*Problèmes à résoudre:*
1. D'après le texte sur l'allergie au latex, en quelle année et par qui le premier cas d'allergie au latex a-t-il été rapporté ?
2. Recopiez fidèlement le passage du texte sur l'allergie au latex qui s'ouvre sur les mots « Publié le 21/12/2023 » et se clôt sur « pour l'époque ! ».
3. Poursuivez le texte sur l'allergie au latex après sa dernière phrase.

*Texte fourni:*
++++++++++++++++++++

Publié le 21/12/2023
Après 1978, date de la parution de l'ouvrage de DA Moneret-Vautrin et B Aubert "Le risque de sensibilisation aux colorants alimentaires et pharmaceutiques" (1) les allergologues, obnubilés par les aliments et les objets colorés ont activement recherché des allergies et/ou des intolérances aux colorants et aux additifs alimentaires. L'expérience professionnelle nous fait penser qu'il y eut beaucoup d'excès de diagnostics ! C'est ce que montre cette observation personnelle, vue en 1978-1979 qui nous a probablement privé d'un diagnostic rare pour l'époque !
Julien et la tartrazine
L’enfant Julien B. manipule un objet de couleur jaune et développe un important œdème du visage et des lèvres, un syndrome d'allergie orale (SAO), sans autre symptôme (ni stridor, ni bronchospasme). Bien que la possibilité de SAO aggravé n'ait donné lieu que beaucoup plus tard à une publication (2), la possibilité d'aggravation était connue depuis la parution des articles princeps d'Amlot et Lessof qui évaluaient autour de 10 % la fréquence de l'anaphylaxie au cours du SAO (3, 4).
Tout ce qui est de couleur jaune étant alors considéré comme un colorant alimentaire ou pharmaceutique, l'un des plus célèbres, le colorant azoïque jaune dénommé tartrazine (E102), a alors été suspecté. Un test de dégranulation des basophiles (TDBH)* (5,6) fut effectué et revint moyennement positif. La prescription fut alors de réaliser une éviction stricte de la tartrazine. Il faut souligner que les publications sur ce colorant se multipliaient alors.
Moins d'un an plus tard cet enfant fut revu pour des symptômes analogues après avoir soufflé dans un ballon en latex jaune. Vous avez évidemment fait le diagnostic... Cet enfant a été un moment perdu de vue, mais à cette époque l'allergie au latex était peu commune.
Une brève histoire de l’allergie au latex
L'article de Pouillard et Leynadier (7) consacré à l'historique de l'allergie au latex nous révèle que le premier cas d'allergie au latex a été rapporté en 1926 par G. Stern (8)** et non par AF Nutter (9) en 1979.
La requête "latex allergy" sur PubMed indique de rares publications à partir de 1946, 10 articles en 1989, puis une fulgurante ascension pour atteindre un pic de 239 articles en 1998. Par la suite, la fréquence de l'allergie au latex a baissé en raison des mesures préventives (éviction) et de l'utilisation d'autres types de matériaux dans la composition des gants (hypoallergéniques, en matériaux synthétiques) (10).

++++++++++++++++++++

*Données brutes:*
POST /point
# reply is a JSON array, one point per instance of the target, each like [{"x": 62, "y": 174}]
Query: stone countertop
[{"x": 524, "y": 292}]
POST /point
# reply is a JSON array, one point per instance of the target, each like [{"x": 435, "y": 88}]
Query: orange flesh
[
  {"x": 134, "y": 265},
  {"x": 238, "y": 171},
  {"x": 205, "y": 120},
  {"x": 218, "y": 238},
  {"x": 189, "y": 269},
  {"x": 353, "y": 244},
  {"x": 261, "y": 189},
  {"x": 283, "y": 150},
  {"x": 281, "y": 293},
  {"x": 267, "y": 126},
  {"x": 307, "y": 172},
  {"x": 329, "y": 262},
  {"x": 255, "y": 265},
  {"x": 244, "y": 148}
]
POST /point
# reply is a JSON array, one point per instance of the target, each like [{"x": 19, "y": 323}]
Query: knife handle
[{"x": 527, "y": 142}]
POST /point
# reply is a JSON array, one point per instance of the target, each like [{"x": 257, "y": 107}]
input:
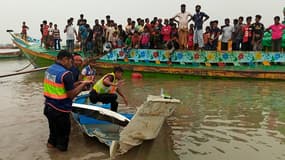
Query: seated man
[
  {"x": 88, "y": 73},
  {"x": 105, "y": 88}
]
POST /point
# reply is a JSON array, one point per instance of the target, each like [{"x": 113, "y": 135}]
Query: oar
[{"x": 23, "y": 72}]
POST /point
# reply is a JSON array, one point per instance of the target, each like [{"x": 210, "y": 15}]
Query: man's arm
[
  {"x": 122, "y": 95},
  {"x": 72, "y": 91},
  {"x": 206, "y": 17}
]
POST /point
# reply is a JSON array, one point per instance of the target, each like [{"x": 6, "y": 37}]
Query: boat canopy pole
[{"x": 23, "y": 72}]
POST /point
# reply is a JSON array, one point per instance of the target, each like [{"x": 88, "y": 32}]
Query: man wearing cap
[
  {"x": 105, "y": 89},
  {"x": 283, "y": 15},
  {"x": 183, "y": 20},
  {"x": 199, "y": 18},
  {"x": 59, "y": 92},
  {"x": 76, "y": 67}
]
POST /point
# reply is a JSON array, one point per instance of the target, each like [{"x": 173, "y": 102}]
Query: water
[{"x": 218, "y": 120}]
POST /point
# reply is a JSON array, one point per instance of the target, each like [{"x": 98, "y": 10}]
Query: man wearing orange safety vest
[
  {"x": 104, "y": 89},
  {"x": 59, "y": 92}
]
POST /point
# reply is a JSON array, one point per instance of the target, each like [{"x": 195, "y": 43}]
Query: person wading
[
  {"x": 59, "y": 92},
  {"x": 104, "y": 89}
]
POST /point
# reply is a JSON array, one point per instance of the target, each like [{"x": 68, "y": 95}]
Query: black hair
[
  {"x": 63, "y": 53},
  {"x": 258, "y": 16},
  {"x": 118, "y": 69},
  {"x": 277, "y": 18},
  {"x": 248, "y": 18}
]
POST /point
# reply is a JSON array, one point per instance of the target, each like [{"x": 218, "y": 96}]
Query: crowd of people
[
  {"x": 178, "y": 32},
  {"x": 65, "y": 79}
]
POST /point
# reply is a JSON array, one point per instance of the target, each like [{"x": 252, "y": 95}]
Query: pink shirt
[
  {"x": 165, "y": 31},
  {"x": 277, "y": 30}
]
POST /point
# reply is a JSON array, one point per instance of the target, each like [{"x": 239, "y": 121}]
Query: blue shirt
[{"x": 198, "y": 20}]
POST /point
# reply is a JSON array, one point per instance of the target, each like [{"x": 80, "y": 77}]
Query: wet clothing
[
  {"x": 58, "y": 80},
  {"x": 105, "y": 94}
]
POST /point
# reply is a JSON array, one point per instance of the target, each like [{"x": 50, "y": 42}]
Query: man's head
[
  {"x": 257, "y": 18},
  {"x": 197, "y": 8},
  {"x": 227, "y": 21},
  {"x": 118, "y": 72},
  {"x": 248, "y": 19},
  {"x": 64, "y": 58},
  {"x": 276, "y": 19},
  {"x": 183, "y": 8},
  {"x": 92, "y": 63},
  {"x": 77, "y": 60}
]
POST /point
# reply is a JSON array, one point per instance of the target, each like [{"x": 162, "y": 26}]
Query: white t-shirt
[
  {"x": 183, "y": 19},
  {"x": 227, "y": 32},
  {"x": 70, "y": 30}
]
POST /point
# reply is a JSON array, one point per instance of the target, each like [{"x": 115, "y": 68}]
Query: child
[
  {"x": 136, "y": 40},
  {"x": 206, "y": 38},
  {"x": 56, "y": 37},
  {"x": 88, "y": 73},
  {"x": 145, "y": 39},
  {"x": 190, "y": 43},
  {"x": 24, "y": 31}
]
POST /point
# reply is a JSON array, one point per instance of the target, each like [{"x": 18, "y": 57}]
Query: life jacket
[
  {"x": 54, "y": 90},
  {"x": 145, "y": 39},
  {"x": 100, "y": 88},
  {"x": 90, "y": 73}
]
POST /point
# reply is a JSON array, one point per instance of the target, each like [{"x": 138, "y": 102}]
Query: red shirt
[
  {"x": 190, "y": 40},
  {"x": 165, "y": 31},
  {"x": 247, "y": 32}
]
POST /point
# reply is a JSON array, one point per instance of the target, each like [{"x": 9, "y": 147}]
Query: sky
[{"x": 14, "y": 12}]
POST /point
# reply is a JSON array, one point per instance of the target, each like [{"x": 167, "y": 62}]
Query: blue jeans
[
  {"x": 56, "y": 43},
  {"x": 70, "y": 45}
]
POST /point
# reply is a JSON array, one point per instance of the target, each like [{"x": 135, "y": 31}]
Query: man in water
[
  {"x": 59, "y": 92},
  {"x": 283, "y": 15},
  {"x": 199, "y": 18},
  {"x": 105, "y": 88},
  {"x": 183, "y": 20}
]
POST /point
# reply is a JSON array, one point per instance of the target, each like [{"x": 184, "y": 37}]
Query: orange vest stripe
[{"x": 53, "y": 83}]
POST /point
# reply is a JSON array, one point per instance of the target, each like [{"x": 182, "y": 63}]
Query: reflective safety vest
[
  {"x": 100, "y": 88},
  {"x": 54, "y": 90},
  {"x": 90, "y": 73},
  {"x": 53, "y": 82}
]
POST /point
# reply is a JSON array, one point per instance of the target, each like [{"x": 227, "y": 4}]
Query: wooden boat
[
  {"x": 9, "y": 53},
  {"x": 229, "y": 64},
  {"x": 97, "y": 120},
  {"x": 121, "y": 131}
]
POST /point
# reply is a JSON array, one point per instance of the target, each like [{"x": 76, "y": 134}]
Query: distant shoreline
[{"x": 7, "y": 46}]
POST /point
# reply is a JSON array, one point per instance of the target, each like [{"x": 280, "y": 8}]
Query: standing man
[
  {"x": 24, "y": 31},
  {"x": 257, "y": 34},
  {"x": 247, "y": 35},
  {"x": 238, "y": 33},
  {"x": 227, "y": 31},
  {"x": 199, "y": 18},
  {"x": 276, "y": 31},
  {"x": 183, "y": 20},
  {"x": 59, "y": 92},
  {"x": 70, "y": 32},
  {"x": 283, "y": 15},
  {"x": 98, "y": 33},
  {"x": 105, "y": 88}
]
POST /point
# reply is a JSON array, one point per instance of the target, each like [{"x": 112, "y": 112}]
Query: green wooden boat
[
  {"x": 229, "y": 64},
  {"x": 9, "y": 53}
]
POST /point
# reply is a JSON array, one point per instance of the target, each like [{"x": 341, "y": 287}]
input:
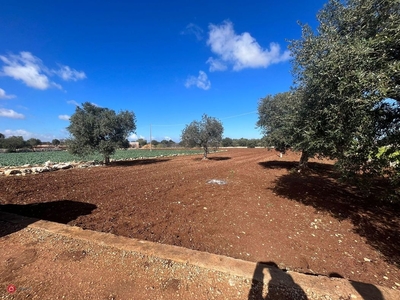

++++++++++++++++++++

*Réponses rédigées:*
1. En 1926, par G. Stern.

2.
Publié le 21/12/2023
Après 1978, date de la parution de l'ouvrage de DA Moneret-Vautrin et B Aubert "Le risque de sensibilisation aux colorants alimentaires et pharmaceutiques" (1) les allergologues, obnubilés par les aliments et les objets colorés ont activement recherché des allergies et/ou des intolérances aux colorants et aux additifs alimentaires. L'expérience professionnelle nous fait penser qu'il y eut beaucoup d'excès de diagnostics ! C'est ce que montre cette observation personnelle, vue en 1978-1979 qui nous a probablement privé d'un diagnostic rare pour l'époque !

3.
Finalement, ce patient a été revu vers 1985 et le diagnostic a été posé de façon conventionnelle : tests cutanés et dosage des IgE sériques spécifiques positifs comme dans l’exemple montré à la Figure 1.
Figure 1 : Prick tests (PT) très positifs au latex (induration entourée d'un érythème avec pseudopodes). En haut : forte réaction pour l'extrait commercial de latex Stallergènes (LATEX). Au-dessous réaction positive pour le PT effectué à travers un morceau de gant (LATEX/GANT). (Collection Guy Dutau©).
L'histoire de la médecine et l'expérience professionnelle montrent amplement que la description ou l'apparition de "maladies nouvelles" peuvent s'accompagner d'un excès de diagnostic. C'est ce que nous constatons actuellement pour de nombreuses affections. Ce fut le cas pour les colorants et les additifs comme le soulignaient Lemoine et Tounian dans l'article "Allergie aux colorants alimentaires : une pathologie à évoquer avec parcimonie" (11).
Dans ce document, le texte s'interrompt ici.